§ Text section:
***
Visibility within our community

In searching for links with local businesses, we met several parents along the way who became an invaluable source of information for our students. We started hosting mini-careers fairs at lunch time for certain career sectors, and through our school newsletter received many offers from parents who came in to talk about their career paths to their current roles. Again, this was a brilliant way of getting as many careers in front of our students as possible, whilst involving our parents too.

Another way to really engage our students and get them thinking about their future has been to widen which colleges and sixth forms get access in assemblies. We used to invite four in, and only one or two of those ever took us up on it. We now have eleven that regularly visit our school delivering workshops, talks and assemblies to our year 10 and 11 students.  By listening to the students who told us how far they are willing to travel for college or sixth form, we are now fully engaging them all, as all their options visit us.

During the recent lockdowns we have had to think differently about CEIAG. We’ve managed to still hold 1-2-1 interviews with all our students, and even take some of our more vulnerable students to visit the colleges they will be attending in September, but we have had to be clever with technology too. Winchester University and the SUN group have been great at providing virtual sessions for our KS4 students, and we have used our weekly school newsletter, as well as our parent email system to keep parents engaged and aware of opportunities and events available to their children.

We have been really lucky; our students engage with careers education. They are interested in their future. They love listening to visitors talking about what they do and how they got there. But they are lucky too. We have supportive local businesses, as well as post-16 and post-18 providers nearby.  Our students see at least ten career visitors per academic year so, by the time they leave us in Year 11, they have a wealth of information.
***
§ Direction A:
Decide whether each statement below agrees with the careers text, answering yes or no and quoting the words of the text that settle it.
(i) Four colleges and sixth forms now regularly visit the school.
(ii) Offers from parents to talk about their careers came through the school newsletter.
(iii) During the lockdowns, 1-2-1 interviews were still held with all students.
§ Direction B: According to the careers text, how many career visitors do students see per academic year?
§ Direction C: Carry the careers text forward, starting after its final sentence.

Records from a point labeling set:
***
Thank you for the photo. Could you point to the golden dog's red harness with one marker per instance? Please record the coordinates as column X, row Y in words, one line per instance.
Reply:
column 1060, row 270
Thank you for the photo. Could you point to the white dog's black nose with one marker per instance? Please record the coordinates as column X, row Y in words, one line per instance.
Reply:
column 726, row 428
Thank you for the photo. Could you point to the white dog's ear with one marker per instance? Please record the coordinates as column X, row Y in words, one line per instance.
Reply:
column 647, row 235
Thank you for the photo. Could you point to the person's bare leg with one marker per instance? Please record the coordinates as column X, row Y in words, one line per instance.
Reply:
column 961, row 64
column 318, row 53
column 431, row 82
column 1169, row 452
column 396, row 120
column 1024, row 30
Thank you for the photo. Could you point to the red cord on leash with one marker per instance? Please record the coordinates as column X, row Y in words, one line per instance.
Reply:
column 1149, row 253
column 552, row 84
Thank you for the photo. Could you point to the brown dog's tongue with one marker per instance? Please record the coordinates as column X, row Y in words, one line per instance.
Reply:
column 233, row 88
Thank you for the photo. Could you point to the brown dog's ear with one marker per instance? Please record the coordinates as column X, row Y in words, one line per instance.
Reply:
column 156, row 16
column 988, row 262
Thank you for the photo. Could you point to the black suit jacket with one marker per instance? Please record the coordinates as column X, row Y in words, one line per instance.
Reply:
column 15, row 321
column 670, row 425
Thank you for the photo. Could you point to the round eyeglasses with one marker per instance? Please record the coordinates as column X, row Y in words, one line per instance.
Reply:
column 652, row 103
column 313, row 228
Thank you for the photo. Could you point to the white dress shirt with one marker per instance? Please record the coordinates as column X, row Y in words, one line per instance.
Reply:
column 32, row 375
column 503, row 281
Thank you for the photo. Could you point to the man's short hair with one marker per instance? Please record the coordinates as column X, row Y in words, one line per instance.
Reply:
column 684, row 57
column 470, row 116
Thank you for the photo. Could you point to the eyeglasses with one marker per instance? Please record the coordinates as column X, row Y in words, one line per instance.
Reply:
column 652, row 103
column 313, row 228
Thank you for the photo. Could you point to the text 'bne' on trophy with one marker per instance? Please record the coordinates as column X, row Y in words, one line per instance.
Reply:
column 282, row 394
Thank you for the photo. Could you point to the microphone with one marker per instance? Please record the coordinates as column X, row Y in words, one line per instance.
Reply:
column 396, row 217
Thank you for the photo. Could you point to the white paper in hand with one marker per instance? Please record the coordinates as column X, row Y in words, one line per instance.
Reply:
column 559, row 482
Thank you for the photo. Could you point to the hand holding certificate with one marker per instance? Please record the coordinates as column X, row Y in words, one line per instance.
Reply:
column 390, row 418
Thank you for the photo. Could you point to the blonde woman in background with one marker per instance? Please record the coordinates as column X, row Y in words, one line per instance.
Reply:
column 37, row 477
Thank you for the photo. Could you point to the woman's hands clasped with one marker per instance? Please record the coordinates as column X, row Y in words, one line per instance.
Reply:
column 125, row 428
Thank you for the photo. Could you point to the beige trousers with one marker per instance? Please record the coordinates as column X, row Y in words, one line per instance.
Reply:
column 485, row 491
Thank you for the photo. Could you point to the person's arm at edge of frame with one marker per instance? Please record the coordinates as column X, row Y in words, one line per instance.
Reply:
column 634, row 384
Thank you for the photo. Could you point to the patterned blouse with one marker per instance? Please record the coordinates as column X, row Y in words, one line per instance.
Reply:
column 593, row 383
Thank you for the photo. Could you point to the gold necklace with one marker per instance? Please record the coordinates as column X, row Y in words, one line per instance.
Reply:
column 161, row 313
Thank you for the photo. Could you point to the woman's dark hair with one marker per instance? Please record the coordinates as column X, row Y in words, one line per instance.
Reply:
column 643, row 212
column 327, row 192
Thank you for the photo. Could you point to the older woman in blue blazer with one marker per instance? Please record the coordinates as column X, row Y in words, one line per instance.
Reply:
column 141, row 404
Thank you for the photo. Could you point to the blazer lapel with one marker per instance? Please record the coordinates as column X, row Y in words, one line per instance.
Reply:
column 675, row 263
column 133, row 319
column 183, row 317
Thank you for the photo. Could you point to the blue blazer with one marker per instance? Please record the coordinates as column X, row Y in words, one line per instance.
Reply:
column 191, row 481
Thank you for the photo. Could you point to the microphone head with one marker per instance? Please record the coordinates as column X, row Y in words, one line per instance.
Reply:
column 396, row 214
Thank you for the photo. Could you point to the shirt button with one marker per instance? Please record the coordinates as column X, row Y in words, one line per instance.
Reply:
***
§ Exercise answer A:
(i) No: "We now have eleven that regularly visit our school"
(ii) Yes: "through our school newsletter received many offers from parents who came in to talk about their career paths to their current roles"
(iii) Yes: "We’ve managed to still hold 1-2-1 interviews with all our students"

§ Exercise answer B: At least ten.

§ Exercise answer C:
Moving forwards

What has been hardest in this journey has been making parents aware of all that we are doing.

New tools like the Compass+ tracker has been brilliant this year, as for the first time this summer we plan to send home a copy of all of the careers education their child has participated in. This, coupled with their Futures Folder – where we store all of their CEIAG records throughout their 5 years – should mean both that students and parents alike are fully aware of their future options.

We are not finished with trying to engage parents and students in our Careers Education programme; every year in my development plan I include something I really want to build on the following year. This year I see two main areas for improvement.

Firstly, the website, our Twitter page, and the weekly newsletter are just not enough for our students to really see what is on offer with regards to careers education at our school. I want to create a half-termly newsletter that shows them what has happened that term, what is upcoming later in the year, and to share details of local apprenticeships. Our local college events will be listed, and we are even hoping that our Enterprise Advisor will write a short article for each edition. We want to celebrate all things careers at John Hanson.

Finally, the last year didn’t allow it, but now it is time to really build our alumni. I want to create a bank of parents and ex-students who can share their expertise in their chosen careers area with our students. These people are invested in our school so are in the best possible position to engage our students.

Engaging parents and students in careers education is multi-faceted, difficult and exhausting at times. But by trying new things, being relentlessly positive and by asking for help from others, it is totally worth it!